» **EXERCISE GOAL**
Filter the data for lines with the word "cobblestone" and copy those lines.

Referring expression data

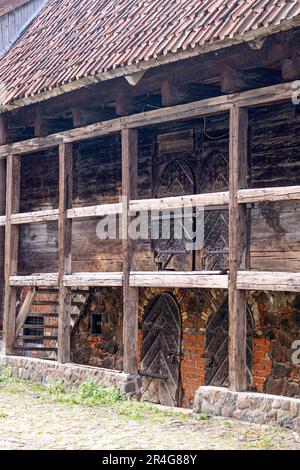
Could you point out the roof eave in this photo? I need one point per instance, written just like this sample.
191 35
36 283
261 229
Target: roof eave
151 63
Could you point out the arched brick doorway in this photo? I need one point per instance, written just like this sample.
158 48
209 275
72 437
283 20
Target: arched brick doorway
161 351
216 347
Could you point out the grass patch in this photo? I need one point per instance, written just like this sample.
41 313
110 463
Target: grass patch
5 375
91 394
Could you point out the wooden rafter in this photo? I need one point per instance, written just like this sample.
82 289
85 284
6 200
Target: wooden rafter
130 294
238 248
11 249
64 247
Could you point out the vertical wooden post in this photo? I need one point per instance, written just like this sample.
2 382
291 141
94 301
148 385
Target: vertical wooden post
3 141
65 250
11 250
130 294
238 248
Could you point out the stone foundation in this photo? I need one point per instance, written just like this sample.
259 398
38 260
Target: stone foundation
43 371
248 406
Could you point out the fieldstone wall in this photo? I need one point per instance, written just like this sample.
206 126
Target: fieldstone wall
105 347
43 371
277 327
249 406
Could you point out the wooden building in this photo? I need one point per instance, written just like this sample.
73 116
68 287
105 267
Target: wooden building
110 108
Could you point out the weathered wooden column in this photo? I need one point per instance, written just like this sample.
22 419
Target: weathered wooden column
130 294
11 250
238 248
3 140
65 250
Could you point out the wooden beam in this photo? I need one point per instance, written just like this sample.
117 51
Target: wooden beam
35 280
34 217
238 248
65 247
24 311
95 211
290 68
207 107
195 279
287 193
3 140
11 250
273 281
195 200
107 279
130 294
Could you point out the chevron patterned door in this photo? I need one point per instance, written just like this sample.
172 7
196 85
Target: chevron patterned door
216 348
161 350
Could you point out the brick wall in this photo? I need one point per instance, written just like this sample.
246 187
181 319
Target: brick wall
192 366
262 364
...
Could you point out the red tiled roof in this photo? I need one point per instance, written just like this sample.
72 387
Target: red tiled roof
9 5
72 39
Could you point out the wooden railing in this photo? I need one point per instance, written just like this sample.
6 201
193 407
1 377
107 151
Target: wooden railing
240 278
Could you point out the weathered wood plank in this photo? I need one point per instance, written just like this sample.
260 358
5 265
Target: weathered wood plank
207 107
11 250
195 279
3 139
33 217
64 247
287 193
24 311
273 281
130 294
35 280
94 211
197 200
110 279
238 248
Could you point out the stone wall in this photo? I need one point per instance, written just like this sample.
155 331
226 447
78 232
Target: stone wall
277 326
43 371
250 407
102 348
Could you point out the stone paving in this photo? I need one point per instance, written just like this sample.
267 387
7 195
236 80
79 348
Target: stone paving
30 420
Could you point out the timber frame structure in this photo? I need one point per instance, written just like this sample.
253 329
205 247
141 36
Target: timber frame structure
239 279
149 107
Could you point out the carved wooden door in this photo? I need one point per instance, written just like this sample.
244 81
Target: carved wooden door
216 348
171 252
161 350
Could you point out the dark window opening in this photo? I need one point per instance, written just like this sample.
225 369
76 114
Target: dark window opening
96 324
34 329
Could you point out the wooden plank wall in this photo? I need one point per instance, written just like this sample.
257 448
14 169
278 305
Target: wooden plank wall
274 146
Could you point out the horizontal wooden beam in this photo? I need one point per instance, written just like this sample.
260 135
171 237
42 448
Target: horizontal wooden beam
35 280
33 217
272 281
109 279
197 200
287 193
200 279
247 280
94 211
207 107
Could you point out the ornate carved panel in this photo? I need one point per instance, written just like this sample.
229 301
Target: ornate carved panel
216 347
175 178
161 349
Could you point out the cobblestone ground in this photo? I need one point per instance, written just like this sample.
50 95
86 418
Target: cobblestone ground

» **THE ANSWER**
Could you point out the cobblestone ground in this photo? I need one point per instance, written just like this sample.
Target: cobblestone ground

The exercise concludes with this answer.